— Begin Data section —

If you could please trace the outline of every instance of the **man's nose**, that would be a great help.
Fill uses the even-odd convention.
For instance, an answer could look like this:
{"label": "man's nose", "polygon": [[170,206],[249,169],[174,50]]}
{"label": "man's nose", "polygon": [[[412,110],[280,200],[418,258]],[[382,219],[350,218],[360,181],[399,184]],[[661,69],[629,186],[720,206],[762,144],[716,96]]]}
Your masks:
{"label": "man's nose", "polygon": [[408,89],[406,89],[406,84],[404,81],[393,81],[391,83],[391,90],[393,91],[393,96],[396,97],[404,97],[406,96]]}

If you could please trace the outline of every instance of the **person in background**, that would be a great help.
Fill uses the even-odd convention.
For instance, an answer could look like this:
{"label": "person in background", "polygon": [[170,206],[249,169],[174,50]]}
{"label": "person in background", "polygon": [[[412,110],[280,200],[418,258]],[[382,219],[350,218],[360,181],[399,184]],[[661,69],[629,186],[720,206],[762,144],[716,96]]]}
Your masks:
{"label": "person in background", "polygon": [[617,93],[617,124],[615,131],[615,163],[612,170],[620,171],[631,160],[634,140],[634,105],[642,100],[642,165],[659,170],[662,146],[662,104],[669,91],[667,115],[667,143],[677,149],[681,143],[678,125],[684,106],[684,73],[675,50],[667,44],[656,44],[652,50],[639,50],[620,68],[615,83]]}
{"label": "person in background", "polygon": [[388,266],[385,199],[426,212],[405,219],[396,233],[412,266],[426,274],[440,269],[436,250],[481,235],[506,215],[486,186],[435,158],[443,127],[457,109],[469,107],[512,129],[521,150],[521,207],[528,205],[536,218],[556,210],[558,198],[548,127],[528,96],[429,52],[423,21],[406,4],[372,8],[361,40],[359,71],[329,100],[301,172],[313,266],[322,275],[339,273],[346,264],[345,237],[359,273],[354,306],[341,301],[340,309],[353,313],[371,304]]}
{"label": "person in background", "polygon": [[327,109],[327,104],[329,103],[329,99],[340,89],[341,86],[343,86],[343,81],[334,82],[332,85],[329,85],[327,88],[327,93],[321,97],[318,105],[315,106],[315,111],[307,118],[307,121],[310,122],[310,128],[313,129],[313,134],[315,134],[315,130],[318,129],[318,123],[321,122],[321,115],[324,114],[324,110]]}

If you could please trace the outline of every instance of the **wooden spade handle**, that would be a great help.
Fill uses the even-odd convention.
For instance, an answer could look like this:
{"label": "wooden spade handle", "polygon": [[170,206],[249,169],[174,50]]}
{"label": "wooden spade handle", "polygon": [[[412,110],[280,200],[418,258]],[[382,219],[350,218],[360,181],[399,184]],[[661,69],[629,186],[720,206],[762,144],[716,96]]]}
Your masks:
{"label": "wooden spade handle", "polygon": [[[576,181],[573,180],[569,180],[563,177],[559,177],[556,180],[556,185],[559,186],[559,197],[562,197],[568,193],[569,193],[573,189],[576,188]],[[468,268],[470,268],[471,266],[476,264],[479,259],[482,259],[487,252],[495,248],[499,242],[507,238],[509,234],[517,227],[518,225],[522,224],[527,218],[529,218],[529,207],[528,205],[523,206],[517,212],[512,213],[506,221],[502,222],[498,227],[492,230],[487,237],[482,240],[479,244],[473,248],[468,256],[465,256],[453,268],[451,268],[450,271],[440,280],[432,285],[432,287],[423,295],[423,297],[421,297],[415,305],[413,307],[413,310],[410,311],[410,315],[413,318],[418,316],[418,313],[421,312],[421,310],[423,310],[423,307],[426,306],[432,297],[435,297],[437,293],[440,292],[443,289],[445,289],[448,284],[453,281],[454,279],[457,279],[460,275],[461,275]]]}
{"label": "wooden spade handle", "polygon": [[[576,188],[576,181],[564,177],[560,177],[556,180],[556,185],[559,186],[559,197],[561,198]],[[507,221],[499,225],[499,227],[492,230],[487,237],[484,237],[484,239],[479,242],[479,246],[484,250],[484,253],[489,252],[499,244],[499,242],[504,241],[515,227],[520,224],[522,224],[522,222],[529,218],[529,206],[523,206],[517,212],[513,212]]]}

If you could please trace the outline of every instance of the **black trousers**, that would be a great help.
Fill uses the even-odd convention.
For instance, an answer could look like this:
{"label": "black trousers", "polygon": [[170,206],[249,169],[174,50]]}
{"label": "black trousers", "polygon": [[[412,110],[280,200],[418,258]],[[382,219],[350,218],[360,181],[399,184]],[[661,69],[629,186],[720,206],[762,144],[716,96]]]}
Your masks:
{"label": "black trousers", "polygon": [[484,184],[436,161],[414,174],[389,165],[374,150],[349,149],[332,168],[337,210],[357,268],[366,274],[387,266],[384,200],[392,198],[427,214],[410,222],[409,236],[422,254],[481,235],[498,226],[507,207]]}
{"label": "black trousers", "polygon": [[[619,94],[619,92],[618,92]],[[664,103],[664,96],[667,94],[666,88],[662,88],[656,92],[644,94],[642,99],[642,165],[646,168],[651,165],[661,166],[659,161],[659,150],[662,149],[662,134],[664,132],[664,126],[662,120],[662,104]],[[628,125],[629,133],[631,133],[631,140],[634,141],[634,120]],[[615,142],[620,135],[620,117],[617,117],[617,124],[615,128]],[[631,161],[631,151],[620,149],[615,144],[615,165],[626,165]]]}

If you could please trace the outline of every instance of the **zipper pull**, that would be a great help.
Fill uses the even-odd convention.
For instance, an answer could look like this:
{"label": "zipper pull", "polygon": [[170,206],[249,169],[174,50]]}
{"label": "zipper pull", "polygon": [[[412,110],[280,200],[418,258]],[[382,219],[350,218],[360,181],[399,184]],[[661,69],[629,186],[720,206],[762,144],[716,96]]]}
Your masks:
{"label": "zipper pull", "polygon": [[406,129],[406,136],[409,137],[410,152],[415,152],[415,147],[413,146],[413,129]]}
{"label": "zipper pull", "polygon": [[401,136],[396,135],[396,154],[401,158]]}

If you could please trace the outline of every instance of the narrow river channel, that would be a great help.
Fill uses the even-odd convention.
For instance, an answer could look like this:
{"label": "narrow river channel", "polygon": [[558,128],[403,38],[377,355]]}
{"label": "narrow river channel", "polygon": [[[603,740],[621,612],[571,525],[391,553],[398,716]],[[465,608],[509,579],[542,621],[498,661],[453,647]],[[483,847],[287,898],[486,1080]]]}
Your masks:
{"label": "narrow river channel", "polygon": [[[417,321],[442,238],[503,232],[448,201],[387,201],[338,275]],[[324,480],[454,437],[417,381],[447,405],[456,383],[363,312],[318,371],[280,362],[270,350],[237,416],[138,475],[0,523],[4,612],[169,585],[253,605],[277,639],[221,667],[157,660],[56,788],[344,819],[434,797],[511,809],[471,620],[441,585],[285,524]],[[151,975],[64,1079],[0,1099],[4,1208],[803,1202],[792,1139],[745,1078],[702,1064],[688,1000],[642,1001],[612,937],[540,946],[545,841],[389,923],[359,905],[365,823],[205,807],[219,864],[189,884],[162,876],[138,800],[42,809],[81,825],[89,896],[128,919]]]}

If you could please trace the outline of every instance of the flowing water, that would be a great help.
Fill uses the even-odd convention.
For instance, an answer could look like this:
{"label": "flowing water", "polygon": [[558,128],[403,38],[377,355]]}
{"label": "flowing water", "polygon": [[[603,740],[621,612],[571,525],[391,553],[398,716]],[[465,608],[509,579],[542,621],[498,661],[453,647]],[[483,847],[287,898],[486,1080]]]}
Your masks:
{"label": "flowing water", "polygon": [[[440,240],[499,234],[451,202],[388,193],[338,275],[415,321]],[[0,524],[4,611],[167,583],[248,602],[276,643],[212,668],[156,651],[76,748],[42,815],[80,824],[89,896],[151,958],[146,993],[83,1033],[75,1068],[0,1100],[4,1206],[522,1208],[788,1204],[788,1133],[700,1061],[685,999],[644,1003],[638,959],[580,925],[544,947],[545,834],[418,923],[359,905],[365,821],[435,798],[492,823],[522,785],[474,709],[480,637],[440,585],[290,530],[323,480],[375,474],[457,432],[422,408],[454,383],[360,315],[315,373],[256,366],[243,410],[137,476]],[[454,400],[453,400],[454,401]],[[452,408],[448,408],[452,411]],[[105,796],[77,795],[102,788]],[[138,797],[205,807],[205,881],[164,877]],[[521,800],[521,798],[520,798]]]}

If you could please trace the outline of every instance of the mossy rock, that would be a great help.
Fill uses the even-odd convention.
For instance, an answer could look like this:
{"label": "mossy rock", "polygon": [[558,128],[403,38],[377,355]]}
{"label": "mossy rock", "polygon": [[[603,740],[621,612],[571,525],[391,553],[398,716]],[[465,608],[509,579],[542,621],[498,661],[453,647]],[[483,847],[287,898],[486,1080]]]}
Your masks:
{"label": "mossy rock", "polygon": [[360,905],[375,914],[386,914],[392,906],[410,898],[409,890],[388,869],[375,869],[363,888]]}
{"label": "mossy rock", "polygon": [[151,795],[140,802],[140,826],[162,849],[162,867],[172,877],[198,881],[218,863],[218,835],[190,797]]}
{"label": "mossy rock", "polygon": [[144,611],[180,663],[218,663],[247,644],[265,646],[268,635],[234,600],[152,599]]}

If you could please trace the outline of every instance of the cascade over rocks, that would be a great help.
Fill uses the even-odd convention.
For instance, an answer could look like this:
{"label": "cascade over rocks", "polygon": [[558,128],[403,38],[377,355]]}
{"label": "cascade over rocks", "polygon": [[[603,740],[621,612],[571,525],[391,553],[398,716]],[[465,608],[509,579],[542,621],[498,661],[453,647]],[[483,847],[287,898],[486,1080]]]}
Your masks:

— End Data section —

Do this ->
Retype exactly the lines from the one containing "rocks, that would be a great help." through the last line of the records above, including both.

Final result ->
If you could please trace the outline of every instance of the cascade over rocks, that would be a great help.
Fill uses the even-odd convention.
For instance, an answer could look like this:
{"label": "cascade over rocks", "polygon": [[558,128],[403,38],[377,355]]}
{"label": "cascade over rocks", "polygon": [[[603,740],[621,612],[571,525],[391,553],[398,716]],[[465,608],[509,579],[542,621],[498,661],[453,647]],[[483,847],[287,898],[486,1080]]]}
Your masks:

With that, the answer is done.